*SET PROBLEM:*
Copy the records below line for line, with no changes.

Items from a dataset
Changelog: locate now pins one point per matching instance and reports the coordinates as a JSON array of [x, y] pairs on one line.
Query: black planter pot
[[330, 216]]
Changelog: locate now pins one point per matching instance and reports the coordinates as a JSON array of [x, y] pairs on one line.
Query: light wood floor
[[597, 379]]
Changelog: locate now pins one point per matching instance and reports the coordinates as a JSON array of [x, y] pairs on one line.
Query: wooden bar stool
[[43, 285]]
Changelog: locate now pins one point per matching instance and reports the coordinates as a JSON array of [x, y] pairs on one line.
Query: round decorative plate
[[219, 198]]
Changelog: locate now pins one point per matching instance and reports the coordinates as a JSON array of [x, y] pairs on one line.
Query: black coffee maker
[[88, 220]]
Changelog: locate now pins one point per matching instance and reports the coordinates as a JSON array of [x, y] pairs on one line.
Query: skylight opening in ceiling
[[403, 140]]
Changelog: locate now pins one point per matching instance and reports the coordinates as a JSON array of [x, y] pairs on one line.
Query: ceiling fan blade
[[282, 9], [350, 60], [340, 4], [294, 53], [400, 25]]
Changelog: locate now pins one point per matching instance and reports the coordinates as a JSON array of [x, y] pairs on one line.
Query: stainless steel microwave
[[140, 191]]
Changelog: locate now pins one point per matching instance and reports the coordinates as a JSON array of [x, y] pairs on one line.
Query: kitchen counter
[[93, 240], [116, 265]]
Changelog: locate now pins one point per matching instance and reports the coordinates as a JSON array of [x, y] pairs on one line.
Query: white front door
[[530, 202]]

*EXERCISE SOLUTION:*
Changelog: locate now pins one point per matching instance and reports the coordinates as a JSON array of [x, y] pairs on one line.
Query: black planter pot
[[330, 216]]
Changelog: locate now pins one point per matching instance and reports the coordinates as a JSON array of [x, y] pairs on one line.
Query: light wood floor
[[597, 379]]
Changelog: locate now pins one point per matching instance and reports the coordinates as a JSON array of [x, y] pairs on one line.
Query: wooden bar stool
[[43, 285]]
Changelog: locate now pins one point per matching instance and reports the coordinates as a JSON array of [x, y] pairs on one line.
Query: round decorative plate
[[219, 198]]
Changelog: locate now pins one point per matching instance and reports the coordinates as a JSON array of [x, y] pairs on one line.
Query: black coffee maker
[[88, 220]]
Changelog: locate now pins one point per matching instance and reports the coordinates as a JSON array of [x, y] pairs on one line.
Query: skylight opening in ceiling
[[403, 140]]
Changelog: locate now pins one point per matching instance and reports the coordinates as a JSON array of [x, y] pairs on one line.
Query: ceiling fan blade
[[282, 9], [350, 60], [340, 4], [294, 53], [400, 25]]
Changelog: locate now pins one point per matching instance and reports the coordinates as a JSON array of [x, y] pairs on one line.
Query: stainless steel microwave
[[140, 191]]
Changelog: locate now pins one point per matching instance and reports the coordinates as a JSON array of [x, y] pairs on one line.
Query: kitchen counter
[[93, 240], [116, 265]]
Changelog: locate now pins one point per matching instance and reports the coordinates as a JSON array of [x, y] pairs on one line.
Query: white front door
[[530, 202]]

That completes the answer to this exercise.